_Actions to take:_
a) Answer these about the plank puzzle:
(i) What value of L does it give when N=1?
(ii) Which plank must cross over the center of the circle?
(iii) Who submitted it?
b) Transcribe the plank puzzle from "You have a number" up to and including "length plank necessary.".
c) Go on writing the plank puzzle page from the point where it stops.

_Page extract:_
** START **
You have a number (N) of identical planks of length L (0 < L <= 2). The planks have small width and negligible thickness, but very high strength and rigidity. No plank extends outside the circle. Both endpoints of each plank, with the exception of the N-th plank, must rest on either the circle or another plank. Neither weaving of planks nor cantilever designs are allowed. Covering the center means that the N-th plank crosses over the center of the circle.

For a given N, L is the minimum length plank necessary.
Obviously if N=1, then L=2.

What is the smallest L when N=2? N=3? N=4?

For larger N, is there an optimum algorithm to minimize L?

Can you determine a general relationship between N and L?

 No Solution Yet Submitted by Larry No Rating

Comments: ( Back to comment list | You must be logged in to post comments.)
** END **
_Record excerpts:_
** START **
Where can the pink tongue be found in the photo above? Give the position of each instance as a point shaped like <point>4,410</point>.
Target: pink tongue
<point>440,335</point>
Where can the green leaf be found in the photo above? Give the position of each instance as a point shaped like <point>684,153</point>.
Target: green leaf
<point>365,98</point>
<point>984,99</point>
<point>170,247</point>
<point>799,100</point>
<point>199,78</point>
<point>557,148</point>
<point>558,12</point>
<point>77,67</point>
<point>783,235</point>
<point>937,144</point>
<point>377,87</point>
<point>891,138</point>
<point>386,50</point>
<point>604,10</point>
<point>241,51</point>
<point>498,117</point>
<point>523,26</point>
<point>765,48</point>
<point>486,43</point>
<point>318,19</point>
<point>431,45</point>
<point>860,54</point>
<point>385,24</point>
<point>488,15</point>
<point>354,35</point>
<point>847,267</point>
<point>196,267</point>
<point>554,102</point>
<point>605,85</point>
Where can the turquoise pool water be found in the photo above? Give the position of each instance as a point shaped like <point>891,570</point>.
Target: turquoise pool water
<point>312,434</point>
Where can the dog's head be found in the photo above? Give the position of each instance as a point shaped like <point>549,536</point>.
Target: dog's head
** END **
_Answer set:_
a)
(i) L=2
(ii) The N-th plank
(iii) Larry

b)
You have a number (N) of identical planks of length L (0 < L <= 2). The planks have small width and negligible thickness, but very high strength and rigidity. No plank extends outside the circle. Both endpoints of each plank, with the exception of the N-th plank, must rest on either the circle or another plank. Neither weaving of planks nor cantilever designs are allowed. Covering the center means that the N-th plank crosses over the center of the circle.

For a given N, L is the minimum length plank necessary.

c)
 Five and Six Planks | Comment 5 of 6 |

For these cases, I am only detailing the best ones.  Again, I am assigning unit length planks and letting the circle's radius change.

Five planks Plan 1
Place the first plank with endpoints AB.  Let M be the midpoint of AB.  Then place the second plank starting at M and ending at C, on the circle.  Let O be the center of the circle.  Let N be the point on MC such that NO is perpendicular to MC.  Planks three and four form an identical structure rotated 180 degrees from the first two planks.  The fifth plank will span the center between the two structures, and O will be its midpoint.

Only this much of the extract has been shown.